Copy the lines from the one that contains "of the yellow" through the end of the items, inclusive, replacing "sneaker" with "shoe" and leaving everything else unchanged.

================================

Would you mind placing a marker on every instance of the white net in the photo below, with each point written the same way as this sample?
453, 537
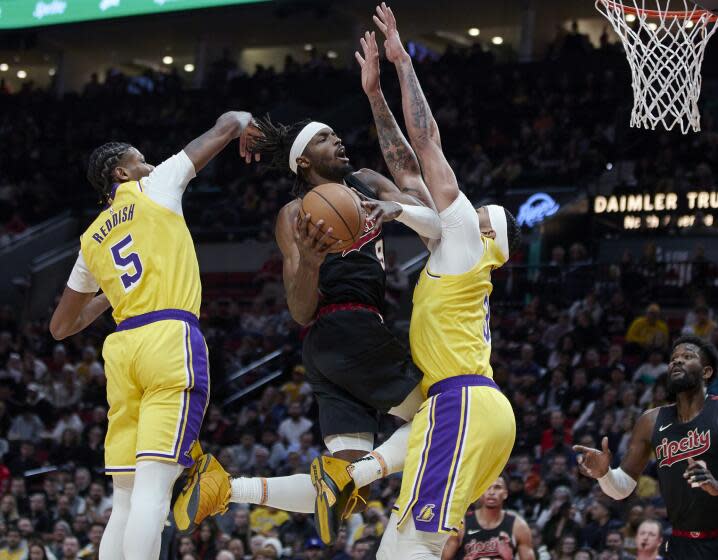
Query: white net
665, 45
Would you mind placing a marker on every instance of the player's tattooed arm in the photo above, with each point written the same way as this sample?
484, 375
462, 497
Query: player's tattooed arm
420, 123
398, 155
304, 249
524, 541
205, 147
75, 312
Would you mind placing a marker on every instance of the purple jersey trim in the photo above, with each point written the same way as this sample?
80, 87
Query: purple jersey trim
460, 381
161, 315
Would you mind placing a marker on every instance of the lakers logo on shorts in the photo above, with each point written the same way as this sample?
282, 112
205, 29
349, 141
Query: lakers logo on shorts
427, 513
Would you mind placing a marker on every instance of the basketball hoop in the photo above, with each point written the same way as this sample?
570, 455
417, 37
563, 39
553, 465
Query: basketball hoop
665, 50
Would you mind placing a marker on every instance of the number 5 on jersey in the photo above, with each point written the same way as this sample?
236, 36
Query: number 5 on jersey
126, 263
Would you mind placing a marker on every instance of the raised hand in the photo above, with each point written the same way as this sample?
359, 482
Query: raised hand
592, 462
386, 22
369, 63
698, 476
381, 211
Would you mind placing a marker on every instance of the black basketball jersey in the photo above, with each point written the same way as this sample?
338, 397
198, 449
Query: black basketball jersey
484, 543
356, 275
689, 509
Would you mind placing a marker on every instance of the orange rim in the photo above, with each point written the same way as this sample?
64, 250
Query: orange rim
695, 15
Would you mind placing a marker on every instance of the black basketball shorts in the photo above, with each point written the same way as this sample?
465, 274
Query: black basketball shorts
357, 369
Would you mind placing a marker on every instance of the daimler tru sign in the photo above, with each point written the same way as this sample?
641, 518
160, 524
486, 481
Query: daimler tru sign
654, 210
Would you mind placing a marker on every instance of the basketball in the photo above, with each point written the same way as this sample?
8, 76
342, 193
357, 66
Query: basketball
341, 210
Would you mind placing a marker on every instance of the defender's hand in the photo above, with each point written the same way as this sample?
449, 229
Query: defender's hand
369, 63
592, 462
698, 476
381, 211
386, 22
247, 140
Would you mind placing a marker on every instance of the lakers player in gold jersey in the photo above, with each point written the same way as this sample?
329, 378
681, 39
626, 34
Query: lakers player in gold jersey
139, 252
463, 434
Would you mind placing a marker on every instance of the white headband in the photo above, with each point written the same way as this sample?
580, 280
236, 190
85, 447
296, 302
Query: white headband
499, 225
301, 142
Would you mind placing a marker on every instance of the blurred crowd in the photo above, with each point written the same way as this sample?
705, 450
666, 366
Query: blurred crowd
580, 360
575, 369
559, 121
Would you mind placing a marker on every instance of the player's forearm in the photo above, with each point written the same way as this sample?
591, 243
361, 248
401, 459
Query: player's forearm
617, 484
419, 120
228, 127
303, 293
526, 552
61, 327
398, 155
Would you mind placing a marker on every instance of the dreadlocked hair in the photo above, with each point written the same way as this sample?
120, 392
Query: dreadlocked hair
276, 142
101, 167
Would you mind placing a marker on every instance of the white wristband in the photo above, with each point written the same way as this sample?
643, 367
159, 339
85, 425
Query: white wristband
422, 220
617, 484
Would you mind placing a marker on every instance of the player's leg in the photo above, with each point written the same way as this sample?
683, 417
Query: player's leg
175, 386
114, 534
149, 507
389, 457
408, 543
366, 366
123, 398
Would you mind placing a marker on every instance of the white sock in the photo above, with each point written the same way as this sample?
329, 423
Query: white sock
386, 459
111, 543
288, 493
149, 506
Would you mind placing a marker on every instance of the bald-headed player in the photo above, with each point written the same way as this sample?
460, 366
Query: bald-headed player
140, 253
490, 532
681, 436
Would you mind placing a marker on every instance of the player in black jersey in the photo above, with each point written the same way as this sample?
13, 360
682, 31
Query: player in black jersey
356, 367
490, 533
683, 438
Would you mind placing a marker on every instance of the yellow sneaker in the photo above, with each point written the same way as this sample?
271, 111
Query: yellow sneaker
206, 492
337, 495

================================

→ Answer in full:
Would you mind placing a marker on every instance of the yellow shoe in the photo above, with each point written the same way as this sample?
271, 111
Query: yellow shoe
206, 492
337, 495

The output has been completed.